Required work
1. Repeat everything in the statement on financial privacy from "Nevertheless, Treasury claims" down to "of financial privacy.", word for word.
2. Using the statement on financial privacy, decide whether each claim agrees with it: (a) the proposal would require reporting of inflows and outflows over $600; (b) Congress put the proposal into the $3.5 trillion reconciliation package; (c) the reporting mandate would cover only business accounts. Give yes or no for each, backed by the deciding words quoted from the statement.
3. Summarize the statement on financial privacy in two sentences.

Article
Financial Privacy Dodged a Joe Biden Bullet....This Time

Statement

This past May, the Department of Treasury issued their General Explanations of the Administration's Fiscal Year 2022 Revenue Proposals which contained new Biden Administration policy proposals aimed at furthering Biden's tax--spend-inflate agenda. While excessive spending and an ongoing tug-of-war over the tax code has become routine, one Internal Revenue Service reporting proposal was truly jaw-dropping.

Treasury's proposed comprehensive financial account information reporting regime may sound benign, but this proposal would mandate financial institutions report gross inflows and outflows over merely $600 (not a typo) to the IRS. These reports would contain a breakdown of physical cash, transactions with a foreign account, and transfers to and from another account with the same owner. Further, this reporting mandate would apply to all business and personal accounts held at these financial institutions.

Fortunately, Congress did not include this proposal in the Democrats' $3.5 trillion-dollar reconciliation package this week. Thus, the U.S. was able to successfully dodge a bullet--this time. However, it should nonetheless be troubling to anyone who values financial privacy that we have even gotten to this point. It's incredible that a presidential administration would even suggest implementing a regulatory regime that would report any "inflows or outflows" in nearly all bank accounts that would be instantly reported to the federal government.

Such a proposal should never see the light of day.

Nevertheless, Treasury claims that such reporting would close the tax gap with business income, saying that "revenue loss is driven primarily by the lack of comprehensive information reporting and the resulting difficulty identifying noncompliance outside of an audit." Despite the lack of supporting evidence, it appears that Treasury is content with implementing a heavy-handed approach destroying what little is left of financial privacy.

Data lines
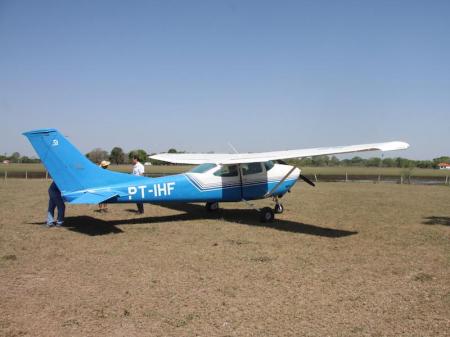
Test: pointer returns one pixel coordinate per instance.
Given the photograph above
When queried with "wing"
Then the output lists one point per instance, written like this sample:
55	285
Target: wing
241	158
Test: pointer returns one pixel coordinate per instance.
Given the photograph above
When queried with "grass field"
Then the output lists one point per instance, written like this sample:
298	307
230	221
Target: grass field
342	260
20	169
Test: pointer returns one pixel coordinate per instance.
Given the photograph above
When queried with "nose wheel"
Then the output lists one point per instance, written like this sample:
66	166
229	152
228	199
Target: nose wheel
278	209
267	214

Results for the exercise
1.
Nevertheless, Treasury claims that such reporting would close the tax gap with business income, saying that "revenue loss is driven primarily by the lack of comprehensive information reporting and the resulting difficulty identifying noncompliance outside of an audit." Despite the lack of supporting evidence, it appears that Treasury is content with implementing a heavy-handed approach destroying what little is left of financial privacy.

2.
(a) Yes: "this proposal would mandate financial institutions report gross inflows and outflows over merely $600 (not a typo) to the IRS"
(b) No: "Congress did not include this proposal in the Democrats' $3.5 trillion-dollar reconciliation package this week"
(c) No: "this reporting mandate would apply to all business and personal accounts held at these financial institutions"

3. A Treasury proposal issued in May would have made financial institutions report to the IRS gross inflows and outflows over $600 on all business and personal accounts, but Congress left it out of the $3.5 trillion reconciliation package. The statement finds it troubling for financial privacy that the proposal got this far, and it says Treasury claims the reporting would close the tax gap with business income despite a lack of supporting evidence.